§ WHAT YOU SHOULD DO
Convert the records, starting with the line that contains "Draw the outline of every instance of the **team" and going on through the line that contains "M65 53L67 53L67", into a Markdown table with the columns Row and Record line. Give one line per row, numbered in order, and leave out any blank lines.

§ EXTRACTED DATA
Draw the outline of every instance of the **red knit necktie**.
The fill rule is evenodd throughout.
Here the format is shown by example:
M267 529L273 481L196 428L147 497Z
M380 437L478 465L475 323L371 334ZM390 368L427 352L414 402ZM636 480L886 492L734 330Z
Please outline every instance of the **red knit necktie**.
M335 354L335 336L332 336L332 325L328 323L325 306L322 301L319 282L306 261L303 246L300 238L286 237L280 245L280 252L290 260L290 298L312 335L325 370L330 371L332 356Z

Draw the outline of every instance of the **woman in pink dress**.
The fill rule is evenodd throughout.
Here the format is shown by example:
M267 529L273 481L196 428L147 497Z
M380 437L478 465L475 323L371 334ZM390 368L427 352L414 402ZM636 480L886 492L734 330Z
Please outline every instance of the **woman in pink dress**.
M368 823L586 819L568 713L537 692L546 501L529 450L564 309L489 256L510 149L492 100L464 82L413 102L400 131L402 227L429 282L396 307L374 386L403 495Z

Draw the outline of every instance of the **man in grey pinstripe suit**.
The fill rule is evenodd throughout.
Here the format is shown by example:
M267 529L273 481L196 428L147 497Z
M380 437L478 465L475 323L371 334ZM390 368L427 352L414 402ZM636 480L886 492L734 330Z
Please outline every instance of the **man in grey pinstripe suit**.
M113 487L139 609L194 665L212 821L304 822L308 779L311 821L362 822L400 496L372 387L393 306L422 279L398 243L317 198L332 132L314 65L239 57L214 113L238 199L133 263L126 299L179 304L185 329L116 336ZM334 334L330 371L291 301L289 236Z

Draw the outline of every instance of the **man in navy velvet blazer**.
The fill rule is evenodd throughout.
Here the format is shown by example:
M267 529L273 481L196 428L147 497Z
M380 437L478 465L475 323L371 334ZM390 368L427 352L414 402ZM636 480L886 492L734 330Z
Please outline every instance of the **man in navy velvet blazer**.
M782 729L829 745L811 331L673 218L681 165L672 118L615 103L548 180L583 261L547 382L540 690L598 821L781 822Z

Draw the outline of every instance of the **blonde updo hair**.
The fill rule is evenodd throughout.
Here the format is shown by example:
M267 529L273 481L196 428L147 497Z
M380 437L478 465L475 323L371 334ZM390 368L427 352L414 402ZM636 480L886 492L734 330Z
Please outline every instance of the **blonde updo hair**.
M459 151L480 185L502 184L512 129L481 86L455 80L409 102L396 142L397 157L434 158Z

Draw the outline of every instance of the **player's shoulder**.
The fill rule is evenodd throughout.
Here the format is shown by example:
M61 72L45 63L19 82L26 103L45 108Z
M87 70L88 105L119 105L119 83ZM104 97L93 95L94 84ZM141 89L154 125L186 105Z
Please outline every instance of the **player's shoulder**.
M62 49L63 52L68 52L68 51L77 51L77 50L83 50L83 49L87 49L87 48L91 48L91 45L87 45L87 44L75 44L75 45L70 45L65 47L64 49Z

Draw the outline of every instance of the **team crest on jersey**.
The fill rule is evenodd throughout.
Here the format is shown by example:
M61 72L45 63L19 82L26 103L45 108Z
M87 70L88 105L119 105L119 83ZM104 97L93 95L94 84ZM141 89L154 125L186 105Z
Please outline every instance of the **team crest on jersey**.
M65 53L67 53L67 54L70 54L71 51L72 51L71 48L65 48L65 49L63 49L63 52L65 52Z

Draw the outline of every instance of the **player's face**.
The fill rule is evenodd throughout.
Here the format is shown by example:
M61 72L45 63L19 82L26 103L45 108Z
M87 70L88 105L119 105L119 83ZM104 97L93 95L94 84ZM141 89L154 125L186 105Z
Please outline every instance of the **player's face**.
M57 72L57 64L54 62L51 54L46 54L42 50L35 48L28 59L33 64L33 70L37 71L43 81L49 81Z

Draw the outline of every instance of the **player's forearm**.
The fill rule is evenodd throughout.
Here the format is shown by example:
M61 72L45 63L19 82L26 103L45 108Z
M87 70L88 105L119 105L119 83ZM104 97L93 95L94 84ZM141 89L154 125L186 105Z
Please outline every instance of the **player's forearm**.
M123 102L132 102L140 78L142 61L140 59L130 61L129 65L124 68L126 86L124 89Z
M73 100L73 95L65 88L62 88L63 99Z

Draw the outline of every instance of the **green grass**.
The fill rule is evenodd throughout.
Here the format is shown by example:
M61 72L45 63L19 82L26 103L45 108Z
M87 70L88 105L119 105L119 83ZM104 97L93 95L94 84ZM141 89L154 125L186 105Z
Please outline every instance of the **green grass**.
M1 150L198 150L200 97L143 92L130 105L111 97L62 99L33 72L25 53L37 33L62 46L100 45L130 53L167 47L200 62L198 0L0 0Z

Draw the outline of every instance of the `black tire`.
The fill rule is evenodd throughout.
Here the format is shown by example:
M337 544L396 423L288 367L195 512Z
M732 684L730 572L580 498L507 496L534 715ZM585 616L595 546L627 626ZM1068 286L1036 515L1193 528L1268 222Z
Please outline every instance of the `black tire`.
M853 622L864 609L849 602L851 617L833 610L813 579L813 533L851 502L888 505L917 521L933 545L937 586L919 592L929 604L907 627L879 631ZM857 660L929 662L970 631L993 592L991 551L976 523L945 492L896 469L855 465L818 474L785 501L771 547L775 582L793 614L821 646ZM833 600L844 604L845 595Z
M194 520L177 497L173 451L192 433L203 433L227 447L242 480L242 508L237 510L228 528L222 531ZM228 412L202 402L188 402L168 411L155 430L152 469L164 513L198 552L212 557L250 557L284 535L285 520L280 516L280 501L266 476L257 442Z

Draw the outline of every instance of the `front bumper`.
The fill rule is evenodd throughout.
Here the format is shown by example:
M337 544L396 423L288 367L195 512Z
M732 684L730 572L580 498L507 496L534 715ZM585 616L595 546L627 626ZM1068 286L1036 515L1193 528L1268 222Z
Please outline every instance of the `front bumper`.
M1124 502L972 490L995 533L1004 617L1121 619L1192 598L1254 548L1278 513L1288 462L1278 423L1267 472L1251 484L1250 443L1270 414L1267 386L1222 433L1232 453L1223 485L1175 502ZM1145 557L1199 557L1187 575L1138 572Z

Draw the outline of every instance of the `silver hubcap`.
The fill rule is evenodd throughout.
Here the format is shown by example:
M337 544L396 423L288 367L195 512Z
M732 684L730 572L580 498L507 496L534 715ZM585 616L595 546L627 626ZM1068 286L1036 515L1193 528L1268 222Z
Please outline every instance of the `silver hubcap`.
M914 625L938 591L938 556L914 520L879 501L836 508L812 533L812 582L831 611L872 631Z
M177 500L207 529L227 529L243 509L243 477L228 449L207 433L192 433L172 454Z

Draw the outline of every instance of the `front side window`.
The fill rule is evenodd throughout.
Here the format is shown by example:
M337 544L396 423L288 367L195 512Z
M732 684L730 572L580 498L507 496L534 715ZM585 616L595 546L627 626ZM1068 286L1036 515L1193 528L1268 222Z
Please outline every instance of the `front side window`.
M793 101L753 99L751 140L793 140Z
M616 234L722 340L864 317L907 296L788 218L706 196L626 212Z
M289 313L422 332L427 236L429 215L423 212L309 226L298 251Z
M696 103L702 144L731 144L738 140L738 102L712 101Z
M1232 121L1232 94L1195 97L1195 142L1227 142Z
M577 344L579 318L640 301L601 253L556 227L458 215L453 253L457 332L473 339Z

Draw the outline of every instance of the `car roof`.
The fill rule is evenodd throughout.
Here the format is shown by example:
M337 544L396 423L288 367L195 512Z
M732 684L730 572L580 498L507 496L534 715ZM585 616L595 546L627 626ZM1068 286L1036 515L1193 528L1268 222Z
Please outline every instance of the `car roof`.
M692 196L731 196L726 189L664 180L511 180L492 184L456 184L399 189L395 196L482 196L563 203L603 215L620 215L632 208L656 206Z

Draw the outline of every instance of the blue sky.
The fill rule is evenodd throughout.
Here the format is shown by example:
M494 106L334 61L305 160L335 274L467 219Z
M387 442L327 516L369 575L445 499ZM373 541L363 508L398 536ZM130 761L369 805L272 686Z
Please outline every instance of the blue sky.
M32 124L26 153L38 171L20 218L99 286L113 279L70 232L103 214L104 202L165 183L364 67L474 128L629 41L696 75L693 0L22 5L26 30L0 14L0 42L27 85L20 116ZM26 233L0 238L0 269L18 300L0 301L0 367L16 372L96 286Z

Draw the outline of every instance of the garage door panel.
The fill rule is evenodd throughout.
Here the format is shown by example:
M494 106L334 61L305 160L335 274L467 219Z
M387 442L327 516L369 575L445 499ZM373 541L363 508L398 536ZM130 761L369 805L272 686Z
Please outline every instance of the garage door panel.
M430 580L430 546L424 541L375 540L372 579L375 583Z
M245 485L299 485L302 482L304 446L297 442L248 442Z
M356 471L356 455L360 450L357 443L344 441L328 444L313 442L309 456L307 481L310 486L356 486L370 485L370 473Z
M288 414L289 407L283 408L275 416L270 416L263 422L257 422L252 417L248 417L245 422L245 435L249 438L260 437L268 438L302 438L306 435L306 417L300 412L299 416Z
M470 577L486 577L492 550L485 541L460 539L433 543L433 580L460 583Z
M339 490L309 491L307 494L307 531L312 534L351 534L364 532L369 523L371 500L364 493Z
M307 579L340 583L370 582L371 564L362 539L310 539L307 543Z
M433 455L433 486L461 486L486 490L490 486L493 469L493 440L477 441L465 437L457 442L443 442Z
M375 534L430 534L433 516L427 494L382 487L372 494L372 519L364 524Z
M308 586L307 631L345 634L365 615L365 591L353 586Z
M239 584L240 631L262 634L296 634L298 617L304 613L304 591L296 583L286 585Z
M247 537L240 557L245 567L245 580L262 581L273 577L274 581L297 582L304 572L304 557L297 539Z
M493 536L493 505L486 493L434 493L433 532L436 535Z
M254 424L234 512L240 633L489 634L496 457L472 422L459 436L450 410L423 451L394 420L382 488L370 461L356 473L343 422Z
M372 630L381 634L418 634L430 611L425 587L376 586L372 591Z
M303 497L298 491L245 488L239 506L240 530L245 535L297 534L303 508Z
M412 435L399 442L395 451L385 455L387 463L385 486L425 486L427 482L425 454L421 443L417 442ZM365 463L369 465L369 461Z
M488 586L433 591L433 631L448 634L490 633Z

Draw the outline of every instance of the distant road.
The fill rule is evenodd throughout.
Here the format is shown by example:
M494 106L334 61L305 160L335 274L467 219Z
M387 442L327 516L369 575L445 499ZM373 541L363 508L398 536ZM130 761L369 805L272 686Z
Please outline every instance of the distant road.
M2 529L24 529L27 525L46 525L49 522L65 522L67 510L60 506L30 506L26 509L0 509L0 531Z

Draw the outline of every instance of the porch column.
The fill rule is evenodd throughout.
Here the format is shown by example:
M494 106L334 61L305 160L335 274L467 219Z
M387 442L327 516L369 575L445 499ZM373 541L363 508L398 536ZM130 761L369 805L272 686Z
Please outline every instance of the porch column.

§ RESPONSE TO THIS TASK
| Row | Record line |
|---|---|
| 1 | Draw the outline of every instance of the **team crest on jersey**. |
| 2 | The fill rule is evenodd throughout. |
| 3 | Here the format is shown by example: |
| 4 | M61 72L45 63L19 82L26 103L45 108Z |
| 5 | M87 70L88 105L119 105L119 83ZM104 97L93 95L94 84ZM141 89L154 125L186 105Z |
| 6 | Please outline every instance of the **team crest on jersey**. |
| 7 | M65 53L67 53L67 54L70 54L71 51L72 51L71 48L65 48L65 49L63 49L63 52L65 52Z |